Problem description — In the entries below, find the line with "Target: blue hockey jersey" and the line with "Mark the green tree with a point."; reproduce those two lines and all lines between them exactly, without pictures.

(Excerpts from a dataset)
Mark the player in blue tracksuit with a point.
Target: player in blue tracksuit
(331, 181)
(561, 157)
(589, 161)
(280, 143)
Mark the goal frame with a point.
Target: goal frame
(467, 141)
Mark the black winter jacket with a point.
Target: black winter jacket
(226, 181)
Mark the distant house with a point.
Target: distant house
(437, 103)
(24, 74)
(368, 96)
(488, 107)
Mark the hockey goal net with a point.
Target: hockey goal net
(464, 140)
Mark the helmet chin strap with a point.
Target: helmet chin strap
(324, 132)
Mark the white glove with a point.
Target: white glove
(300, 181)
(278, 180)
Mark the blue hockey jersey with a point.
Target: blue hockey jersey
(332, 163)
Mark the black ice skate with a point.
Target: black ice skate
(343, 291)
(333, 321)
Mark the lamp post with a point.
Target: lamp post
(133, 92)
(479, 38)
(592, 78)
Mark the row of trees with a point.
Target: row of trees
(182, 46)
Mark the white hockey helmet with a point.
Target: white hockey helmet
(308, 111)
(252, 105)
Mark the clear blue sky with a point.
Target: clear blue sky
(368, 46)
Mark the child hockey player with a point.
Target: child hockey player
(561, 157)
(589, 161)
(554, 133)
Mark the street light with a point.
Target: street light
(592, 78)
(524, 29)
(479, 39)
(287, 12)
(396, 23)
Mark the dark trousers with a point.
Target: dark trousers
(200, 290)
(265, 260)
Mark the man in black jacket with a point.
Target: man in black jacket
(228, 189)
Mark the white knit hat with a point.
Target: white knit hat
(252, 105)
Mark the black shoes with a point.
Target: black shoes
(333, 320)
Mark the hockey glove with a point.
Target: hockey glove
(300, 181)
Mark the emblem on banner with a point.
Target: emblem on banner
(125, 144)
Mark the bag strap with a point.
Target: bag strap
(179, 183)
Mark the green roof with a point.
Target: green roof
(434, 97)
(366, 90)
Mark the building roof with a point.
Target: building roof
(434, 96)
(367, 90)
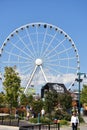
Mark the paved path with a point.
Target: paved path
(8, 128)
(82, 127)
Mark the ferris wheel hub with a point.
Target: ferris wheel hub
(38, 62)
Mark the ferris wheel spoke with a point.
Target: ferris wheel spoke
(32, 75)
(29, 38)
(61, 66)
(27, 70)
(49, 44)
(43, 73)
(65, 50)
(21, 50)
(49, 59)
(58, 53)
(53, 69)
(56, 47)
(37, 43)
(25, 45)
(43, 43)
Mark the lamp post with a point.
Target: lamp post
(79, 80)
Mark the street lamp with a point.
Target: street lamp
(79, 80)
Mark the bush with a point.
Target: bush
(81, 120)
(42, 120)
(64, 122)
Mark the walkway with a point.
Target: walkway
(82, 127)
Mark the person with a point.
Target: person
(74, 121)
(16, 113)
(42, 112)
(28, 114)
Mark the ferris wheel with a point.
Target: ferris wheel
(40, 53)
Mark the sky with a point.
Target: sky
(69, 15)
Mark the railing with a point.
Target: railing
(24, 125)
(8, 120)
(41, 127)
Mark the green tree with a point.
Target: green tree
(2, 99)
(83, 96)
(11, 86)
(54, 100)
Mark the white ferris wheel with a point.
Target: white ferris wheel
(41, 53)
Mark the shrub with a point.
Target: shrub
(64, 122)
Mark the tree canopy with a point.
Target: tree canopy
(11, 86)
(84, 95)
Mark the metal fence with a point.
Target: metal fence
(24, 125)
(41, 127)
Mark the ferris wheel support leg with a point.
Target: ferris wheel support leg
(30, 79)
(43, 74)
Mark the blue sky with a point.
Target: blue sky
(69, 15)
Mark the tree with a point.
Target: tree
(55, 102)
(11, 86)
(2, 99)
(83, 97)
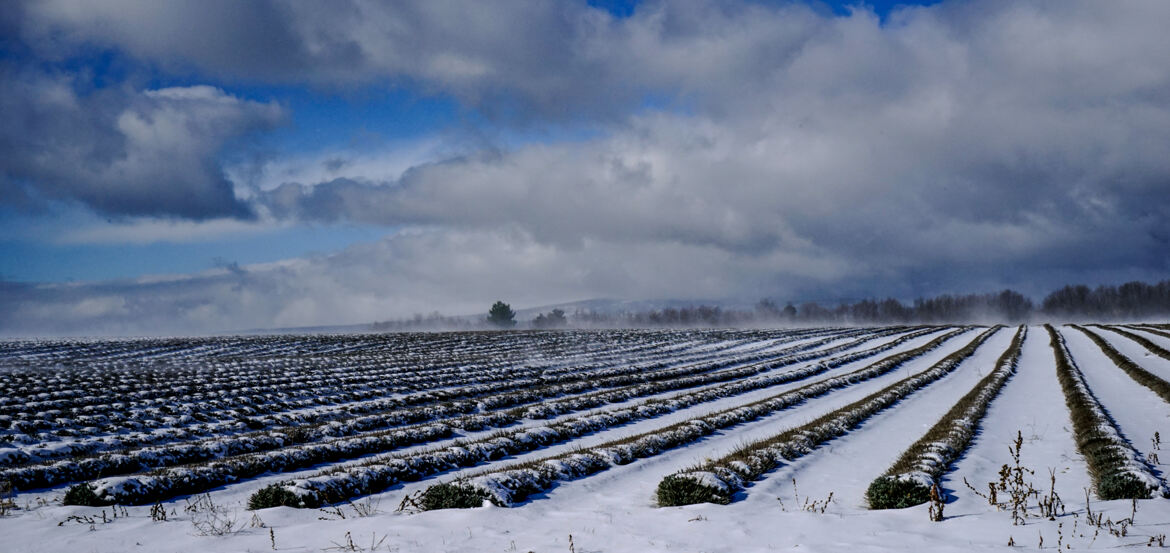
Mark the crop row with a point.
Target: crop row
(718, 481)
(195, 410)
(1140, 375)
(392, 412)
(1116, 469)
(146, 488)
(921, 467)
(510, 484)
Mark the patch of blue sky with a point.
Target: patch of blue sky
(23, 260)
(625, 8)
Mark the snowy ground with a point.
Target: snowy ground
(614, 510)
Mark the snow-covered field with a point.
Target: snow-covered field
(174, 436)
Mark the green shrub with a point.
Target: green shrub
(273, 496)
(890, 492)
(675, 491)
(82, 495)
(1123, 485)
(453, 495)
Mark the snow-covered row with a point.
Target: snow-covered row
(508, 485)
(509, 391)
(718, 481)
(149, 488)
(379, 474)
(1140, 375)
(456, 415)
(909, 479)
(1116, 469)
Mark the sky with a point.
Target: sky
(198, 167)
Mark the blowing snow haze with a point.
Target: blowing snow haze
(188, 167)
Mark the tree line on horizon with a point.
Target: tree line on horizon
(1133, 301)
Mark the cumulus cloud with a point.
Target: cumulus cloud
(397, 276)
(744, 150)
(938, 152)
(119, 151)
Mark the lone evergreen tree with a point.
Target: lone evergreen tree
(501, 315)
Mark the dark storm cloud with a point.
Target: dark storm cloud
(118, 151)
(748, 150)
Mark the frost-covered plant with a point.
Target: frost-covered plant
(273, 496)
(82, 495)
(734, 471)
(675, 490)
(1116, 469)
(449, 495)
(912, 477)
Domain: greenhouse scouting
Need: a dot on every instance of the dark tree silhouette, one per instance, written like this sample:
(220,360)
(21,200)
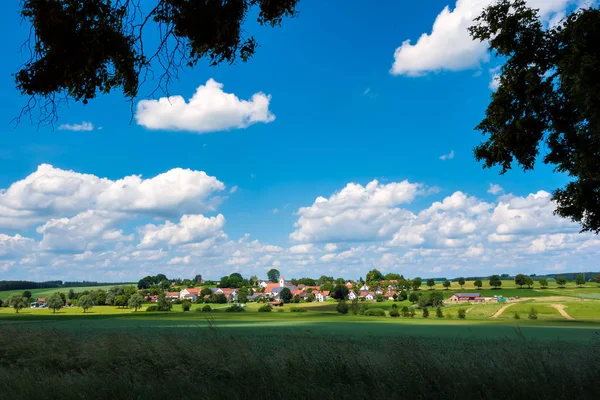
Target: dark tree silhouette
(547,100)
(82,48)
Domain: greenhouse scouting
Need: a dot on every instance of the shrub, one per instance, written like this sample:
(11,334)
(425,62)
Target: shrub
(265,308)
(342,307)
(439,313)
(532,314)
(375,312)
(235,308)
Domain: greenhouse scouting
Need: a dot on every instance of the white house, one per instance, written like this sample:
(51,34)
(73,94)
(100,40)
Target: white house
(189,294)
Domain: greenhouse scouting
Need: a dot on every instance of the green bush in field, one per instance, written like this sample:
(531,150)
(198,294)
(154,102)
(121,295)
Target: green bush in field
(342,307)
(532,314)
(375,312)
(439,313)
(265,308)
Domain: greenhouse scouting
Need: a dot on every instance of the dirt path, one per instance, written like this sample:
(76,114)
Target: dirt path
(501,310)
(561,310)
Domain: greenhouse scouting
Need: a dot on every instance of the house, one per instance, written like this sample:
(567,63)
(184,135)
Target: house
(189,294)
(321,296)
(172,295)
(461,297)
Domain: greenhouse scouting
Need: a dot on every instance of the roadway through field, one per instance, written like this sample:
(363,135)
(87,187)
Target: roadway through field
(500,311)
(561,309)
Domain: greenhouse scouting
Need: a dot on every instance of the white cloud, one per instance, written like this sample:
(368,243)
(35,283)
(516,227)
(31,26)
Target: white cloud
(495,189)
(210,109)
(54,192)
(448,156)
(357,213)
(191,228)
(449,46)
(84,126)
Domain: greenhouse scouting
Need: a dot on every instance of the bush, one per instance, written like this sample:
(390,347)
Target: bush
(375,312)
(342,307)
(235,308)
(265,308)
(532,314)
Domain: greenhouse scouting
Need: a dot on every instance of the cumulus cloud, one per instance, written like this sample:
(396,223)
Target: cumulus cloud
(84,126)
(357,213)
(191,228)
(495,189)
(55,192)
(448,156)
(210,109)
(449,46)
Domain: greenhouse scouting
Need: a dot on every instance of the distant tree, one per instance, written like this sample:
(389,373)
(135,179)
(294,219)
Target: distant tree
(55,302)
(163,303)
(16,301)
(532,313)
(413,298)
(273,275)
(495,281)
(416,283)
(439,313)
(520,280)
(374,275)
(340,292)
(342,307)
(285,295)
(85,302)
(135,302)
(354,308)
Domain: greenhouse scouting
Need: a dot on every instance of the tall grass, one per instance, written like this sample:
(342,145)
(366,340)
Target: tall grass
(208,364)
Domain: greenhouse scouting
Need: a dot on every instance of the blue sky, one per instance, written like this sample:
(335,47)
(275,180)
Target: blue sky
(347,103)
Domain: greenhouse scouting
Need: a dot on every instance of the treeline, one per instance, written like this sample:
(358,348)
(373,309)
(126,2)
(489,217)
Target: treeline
(18,285)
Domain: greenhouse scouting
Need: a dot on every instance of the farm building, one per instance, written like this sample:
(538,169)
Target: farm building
(461,297)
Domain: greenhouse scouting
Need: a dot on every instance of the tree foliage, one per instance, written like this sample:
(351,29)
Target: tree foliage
(80,49)
(547,99)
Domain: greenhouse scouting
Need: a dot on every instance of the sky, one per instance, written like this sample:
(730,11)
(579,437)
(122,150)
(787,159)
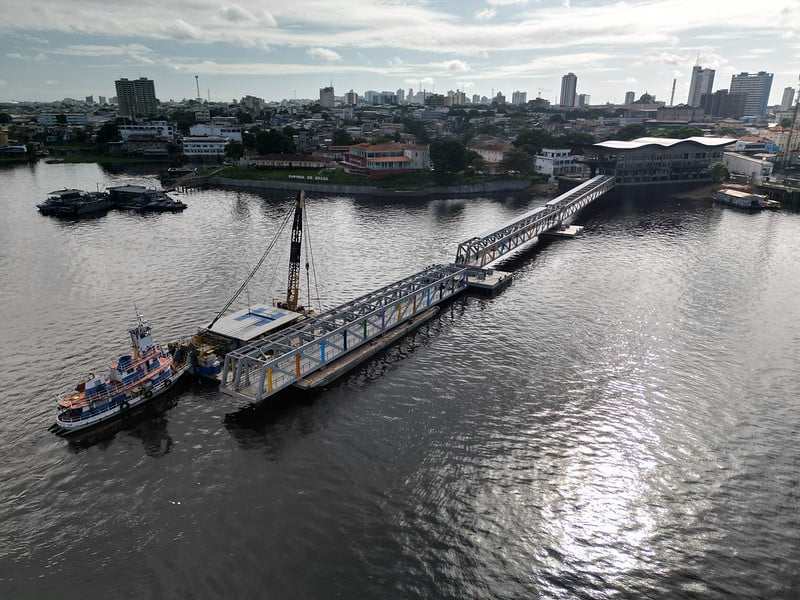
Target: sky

Written reply —
Target: blue hockey jersey
(332, 163)
Mark the black ice skate with a point.
Target: black ice skate
(343, 291)
(333, 321)
Mark the lamp post with a point.
Target: lamp post
(133, 92)
(479, 38)
(592, 78)
Mark the row of trees with a point.
Target: row of trees
(182, 46)
Mark the white hockey helmet with a point.
Target: white hockey helmet
(308, 111)
(252, 105)
Mark the clear blue sky with a point.
Target: clear blue sky
(368, 46)
Mark the child hockey player with a point.
Target: child hockey player
(561, 157)
(589, 161)
(554, 133)
Mark the street light with a point.
Target: street light
(592, 78)
(524, 29)
(479, 39)
(287, 12)
(396, 23)
Mark the dark trousers with a point.
Target: dark trousers
(200, 290)
(265, 260)
Mark the man in black jacket with a point.
Target: man in black jacket
(228, 189)
Mark the white knit hat with a point.
Target: white knit hat
(252, 105)
Mark the black shoes with a point.
Target: black shoes
(333, 320)
Mark the hockey glove with a point.
Target: hockey glove
(300, 181)
Mark the emblem on banner with a point.
Target: emblem on banner
(125, 144)
Mark the bag strap with a point.
Target: bag strap
(179, 183)
Mark the green roof with a point.
Target: green roof
(434, 97)
(366, 90)
Mark the building roof with a point.
Target: building roof
(434, 96)
(367, 90)
Mark the paved path with a point.
Target: paved path
(8, 128)
(82, 127)
Mark the ferris wheel hub with a point.
Target: ferris wheel hub
(38, 62)
Mark the ferris wheel spoke with a point.
Target: ferris wheel spoke
(32, 75)
(29, 38)
(61, 66)
(27, 70)
(49, 44)
(43, 73)
(65, 50)
(21, 50)
(49, 59)
(58, 53)
(53, 69)
(56, 47)
(37, 43)
(25, 45)
(43, 43)
Mark the lamp post with a point.
Target: lamp post
(79, 80)
Mark the street lamp with a point.
Target: street lamp
(79, 80)
Mark the bush with a point.
Target: bush
(81, 120)
(42, 120)
(64, 122)
Mark the walkway with a point.
Target: walkway
(82, 127)
Mark the person with a point.
Target: person
(74, 121)
(16, 113)
(42, 112)
(28, 114)
Mark the ferris wheel with a point.
Target: ferris wheel
(40, 53)
Mark the sky with a point.
Target: sky
(69, 15)
Mark the railing with a point.
Target: railing
(24, 125)
(8, 120)
(41, 127)
Mark the green tree with a point.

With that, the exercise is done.